SHORT TASK 1:
Return each line of the records that contains the string "support", matching case exactly.

DOCUMENT:
####################

Write an example of Crawly with splash integrated as a proxy #27

oltarasenko · 2019-11-29T12:45:26Z

No description provided.

Ziinc · 2019-11-29T13:53:25Z

might need to consider that in a mutli-spider situation, some spiders do not need the browser rendering. Maybe it can be on the spider implementation level, where browser rendering is declared with a flag (or something like that)

Ziinc · 2019-11-29T14:04:14Z

related to #18

oltarasenko · 2019-11-29T15:36:29Z

Yes, in general we need to be able to setup different HTTP clients for different spiders

Ziinc · 2019-11-29T16:29:32Z

Thinking a bit more:
Could it be at a request level? What if a site's structure has certain parts that require JS, and certain parts that don't. It would be unnecessary and inefficient to use a browser for parts which don't require JS.

jallum · 2019-11-29T23:10:04Z

I think that using the request makes the most sense. The spider is in a good position to make the decision as to what kind of request should be made on it's behalf.

####################

THE DATA:
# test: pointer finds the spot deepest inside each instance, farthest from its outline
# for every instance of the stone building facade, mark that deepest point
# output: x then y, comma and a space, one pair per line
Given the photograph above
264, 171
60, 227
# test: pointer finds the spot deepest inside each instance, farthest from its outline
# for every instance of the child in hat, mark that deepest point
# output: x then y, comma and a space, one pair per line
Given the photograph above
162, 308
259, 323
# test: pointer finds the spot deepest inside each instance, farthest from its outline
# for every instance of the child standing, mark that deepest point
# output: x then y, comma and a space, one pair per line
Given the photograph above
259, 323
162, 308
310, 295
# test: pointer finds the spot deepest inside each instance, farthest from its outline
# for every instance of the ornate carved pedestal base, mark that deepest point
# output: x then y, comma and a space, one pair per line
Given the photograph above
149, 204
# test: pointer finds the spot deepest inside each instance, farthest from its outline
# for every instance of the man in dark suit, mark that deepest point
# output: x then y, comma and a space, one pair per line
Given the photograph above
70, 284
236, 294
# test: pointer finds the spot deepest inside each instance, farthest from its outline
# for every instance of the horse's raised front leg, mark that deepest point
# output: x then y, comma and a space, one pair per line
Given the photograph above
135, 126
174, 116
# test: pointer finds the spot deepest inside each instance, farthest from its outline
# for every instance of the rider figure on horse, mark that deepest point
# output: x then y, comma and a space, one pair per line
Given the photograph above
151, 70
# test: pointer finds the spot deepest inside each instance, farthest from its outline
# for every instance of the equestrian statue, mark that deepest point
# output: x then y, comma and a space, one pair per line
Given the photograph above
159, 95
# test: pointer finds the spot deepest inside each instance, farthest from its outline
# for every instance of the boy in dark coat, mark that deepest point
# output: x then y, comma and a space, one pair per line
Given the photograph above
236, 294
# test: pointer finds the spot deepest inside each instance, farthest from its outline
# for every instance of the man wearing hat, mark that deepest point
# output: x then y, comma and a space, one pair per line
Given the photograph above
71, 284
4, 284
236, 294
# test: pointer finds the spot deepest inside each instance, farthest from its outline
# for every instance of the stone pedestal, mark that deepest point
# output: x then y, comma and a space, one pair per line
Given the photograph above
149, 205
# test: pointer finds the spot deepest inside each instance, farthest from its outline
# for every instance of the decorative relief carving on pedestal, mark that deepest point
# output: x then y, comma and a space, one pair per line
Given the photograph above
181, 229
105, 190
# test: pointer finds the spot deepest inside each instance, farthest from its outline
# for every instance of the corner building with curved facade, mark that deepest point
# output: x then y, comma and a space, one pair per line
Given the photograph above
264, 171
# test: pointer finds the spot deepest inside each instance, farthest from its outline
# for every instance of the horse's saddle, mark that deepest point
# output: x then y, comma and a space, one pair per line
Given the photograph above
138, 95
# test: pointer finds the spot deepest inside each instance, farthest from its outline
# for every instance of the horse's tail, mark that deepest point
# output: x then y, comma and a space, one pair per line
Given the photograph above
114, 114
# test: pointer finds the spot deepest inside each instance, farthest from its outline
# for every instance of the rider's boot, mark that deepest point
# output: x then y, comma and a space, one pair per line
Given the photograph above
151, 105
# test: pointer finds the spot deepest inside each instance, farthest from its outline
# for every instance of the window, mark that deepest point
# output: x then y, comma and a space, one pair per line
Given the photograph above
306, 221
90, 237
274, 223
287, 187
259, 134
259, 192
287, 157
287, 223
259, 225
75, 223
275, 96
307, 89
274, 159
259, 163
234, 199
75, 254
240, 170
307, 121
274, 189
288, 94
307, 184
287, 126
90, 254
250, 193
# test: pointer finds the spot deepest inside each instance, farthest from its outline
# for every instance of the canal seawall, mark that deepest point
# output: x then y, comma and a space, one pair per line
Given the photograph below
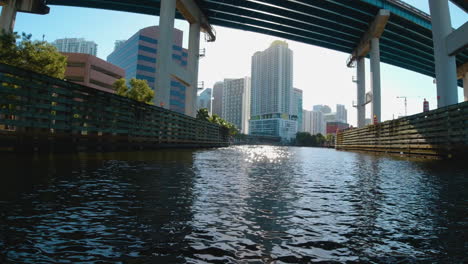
40, 113
440, 133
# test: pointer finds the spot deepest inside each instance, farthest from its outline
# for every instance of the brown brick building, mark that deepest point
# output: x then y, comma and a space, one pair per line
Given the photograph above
91, 71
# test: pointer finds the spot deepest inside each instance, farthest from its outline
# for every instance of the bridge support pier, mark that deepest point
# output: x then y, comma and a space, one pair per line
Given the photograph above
192, 63
361, 91
445, 65
164, 55
8, 16
375, 79
166, 67
465, 86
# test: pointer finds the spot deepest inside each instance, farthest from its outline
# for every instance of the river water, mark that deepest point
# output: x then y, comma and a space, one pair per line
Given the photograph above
242, 204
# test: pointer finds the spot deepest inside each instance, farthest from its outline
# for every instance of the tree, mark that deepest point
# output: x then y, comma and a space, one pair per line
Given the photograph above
203, 114
37, 56
139, 90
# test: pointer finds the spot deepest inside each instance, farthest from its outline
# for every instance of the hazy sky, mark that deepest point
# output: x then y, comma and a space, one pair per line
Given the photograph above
321, 73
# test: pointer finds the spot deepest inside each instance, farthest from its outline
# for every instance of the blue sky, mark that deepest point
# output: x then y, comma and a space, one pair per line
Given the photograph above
320, 73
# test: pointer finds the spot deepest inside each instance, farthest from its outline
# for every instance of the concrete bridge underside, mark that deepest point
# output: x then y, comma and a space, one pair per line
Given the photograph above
405, 40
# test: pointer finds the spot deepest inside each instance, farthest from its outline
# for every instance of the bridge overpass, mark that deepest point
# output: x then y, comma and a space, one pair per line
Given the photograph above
389, 31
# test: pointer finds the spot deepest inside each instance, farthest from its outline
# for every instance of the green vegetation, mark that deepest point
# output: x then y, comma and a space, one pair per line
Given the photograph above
37, 56
307, 140
139, 90
203, 114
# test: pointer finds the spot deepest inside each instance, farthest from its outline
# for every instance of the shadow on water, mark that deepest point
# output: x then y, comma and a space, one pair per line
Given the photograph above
256, 204
96, 207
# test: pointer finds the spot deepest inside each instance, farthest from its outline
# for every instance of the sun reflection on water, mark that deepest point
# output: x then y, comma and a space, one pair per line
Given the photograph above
264, 154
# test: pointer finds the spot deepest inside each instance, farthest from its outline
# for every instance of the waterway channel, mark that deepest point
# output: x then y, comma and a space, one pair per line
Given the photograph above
241, 204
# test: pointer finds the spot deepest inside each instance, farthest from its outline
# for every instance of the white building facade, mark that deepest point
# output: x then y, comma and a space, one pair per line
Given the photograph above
341, 113
76, 45
313, 122
204, 99
217, 105
272, 111
236, 102
297, 107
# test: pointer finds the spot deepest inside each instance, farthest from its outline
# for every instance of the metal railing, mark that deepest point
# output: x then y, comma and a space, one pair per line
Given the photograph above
35, 104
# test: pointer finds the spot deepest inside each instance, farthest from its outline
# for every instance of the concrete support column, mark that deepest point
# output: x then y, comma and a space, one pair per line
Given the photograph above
465, 86
8, 16
375, 79
164, 55
361, 91
444, 64
193, 58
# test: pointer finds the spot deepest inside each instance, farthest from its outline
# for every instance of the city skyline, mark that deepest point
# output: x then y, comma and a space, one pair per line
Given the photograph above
138, 56
271, 111
323, 88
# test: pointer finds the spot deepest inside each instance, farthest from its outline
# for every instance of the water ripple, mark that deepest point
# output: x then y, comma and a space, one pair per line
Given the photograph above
244, 204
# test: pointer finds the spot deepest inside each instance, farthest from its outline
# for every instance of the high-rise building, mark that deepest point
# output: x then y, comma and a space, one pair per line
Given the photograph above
138, 57
333, 127
204, 99
313, 122
322, 108
318, 123
91, 71
76, 45
329, 117
118, 43
218, 98
341, 113
297, 107
272, 91
236, 103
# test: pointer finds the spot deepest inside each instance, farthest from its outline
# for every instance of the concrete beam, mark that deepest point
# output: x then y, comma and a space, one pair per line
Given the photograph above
8, 15
361, 92
192, 63
376, 108
164, 55
445, 65
461, 70
376, 28
457, 41
465, 86
193, 14
179, 73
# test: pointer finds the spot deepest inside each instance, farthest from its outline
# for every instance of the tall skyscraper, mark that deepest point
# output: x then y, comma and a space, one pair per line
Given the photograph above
204, 99
76, 45
218, 98
297, 107
341, 113
313, 122
322, 108
272, 91
138, 57
318, 123
236, 103
118, 43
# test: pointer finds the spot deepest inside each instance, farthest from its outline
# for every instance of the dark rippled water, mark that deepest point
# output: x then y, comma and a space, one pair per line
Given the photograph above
243, 204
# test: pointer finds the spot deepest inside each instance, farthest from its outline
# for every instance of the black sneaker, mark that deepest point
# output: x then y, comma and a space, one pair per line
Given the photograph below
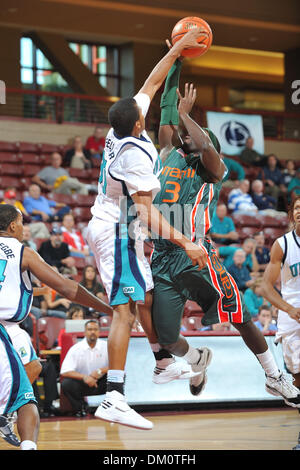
6, 430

####################

SHORT TASK 2:
Shorten the paragraph in the issue thread that begins "might need to consider that" and keep its main points.

TASK ANSWER 1:
# for every instance of the bridge support pier, mark that deepest point
# for every instance of the concrete support column, mark that deepest point

TASK ANSWER 2:
When several spiders run, some don't need browser rendering, so each spider implementation might declare rendering with a flag or something similar.